TASK:
In the passage on affirmative action in government contracting, which department did Johnson's executive order empower to enforce anti-discrimination laws?

TEXT PASSAGE:
+++
Affirmative Action in Government Contracting
Let’s look at one more that has an interesting history, a history which says a lot about the nature of Executive Orders. Lyndon Johnson signed Executive Order 11246 in 1965 as part of his Great Society program. Roosevelt had issued an Executive Order which was designed to end discrimination in the federal government and defense industry. But it was Johnson’s order that gave the Labor Department power to enforce anti-discrimination laws. The order has this to say about its purpose and intentions:
It is the policy of the Government of the United States to provide equal opportunity in Federal employment for all qualified persons, to prohibit discrimination in employment because of race, creed, color, or national origin, and to promote the full realization of equal employment opportunity through a positive, continuing program in each executive department and agency. The policy of equal opportunity applies to every aspect of Federal employment policy and practice.
+++
DATA EXCERPTS:

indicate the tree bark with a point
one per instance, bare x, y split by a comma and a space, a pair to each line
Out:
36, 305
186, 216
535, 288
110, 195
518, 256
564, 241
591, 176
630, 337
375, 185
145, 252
+++
TASK OUTPUT:
The Labor Department.